(Rows from a pointing dataset)

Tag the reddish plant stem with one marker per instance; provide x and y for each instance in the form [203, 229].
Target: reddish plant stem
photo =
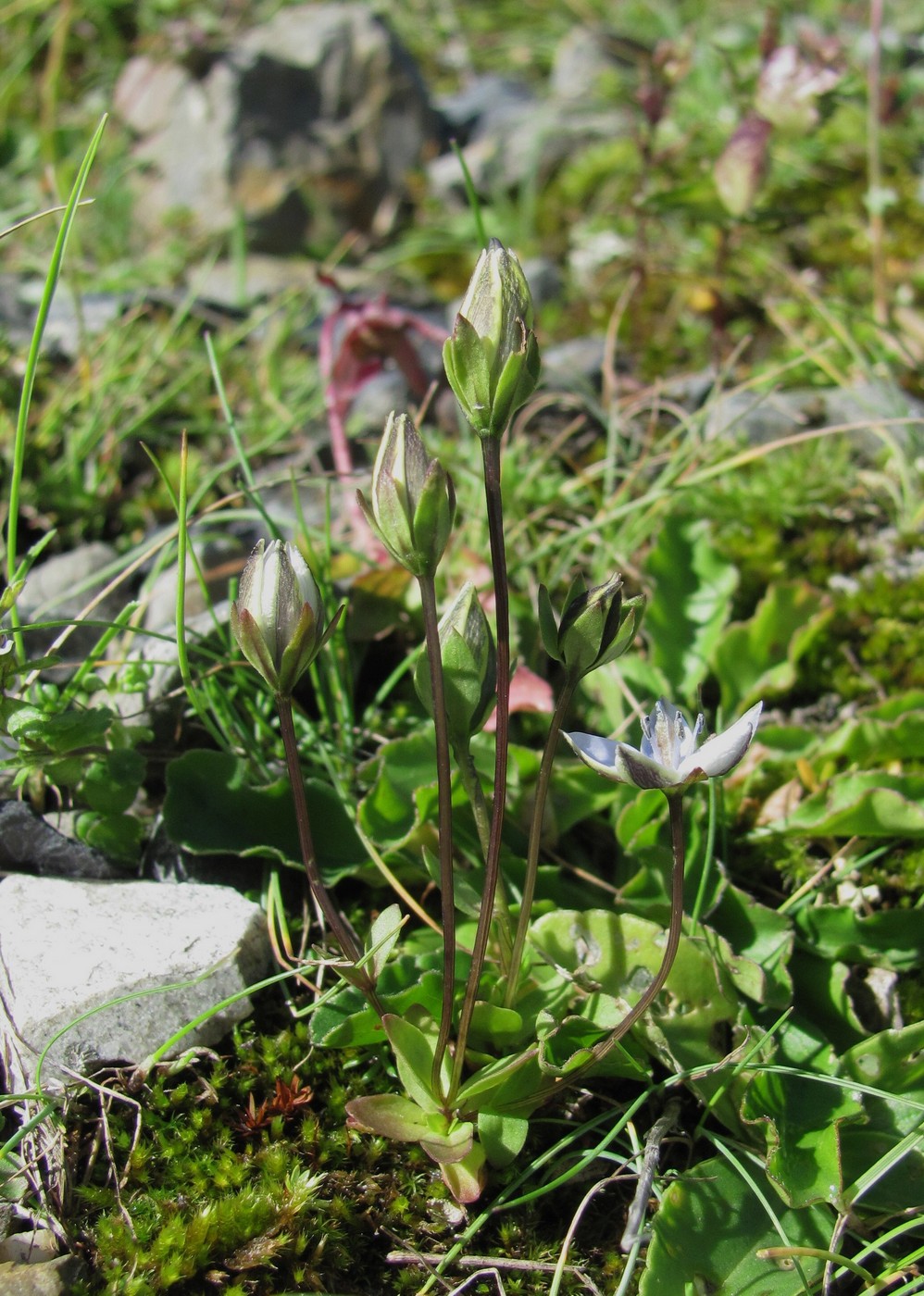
[490, 454]
[428, 598]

**GIVEN TASK**. Reproduce every row above word for word, leaving out the pictures.

**RESPONSE TO THIS EXERCISE**.
Tag the reddish plant stem with one marker per instance; provide x and y for each instance in the form [203, 229].
Target: reddish plant stem
photo =
[490, 454]
[428, 598]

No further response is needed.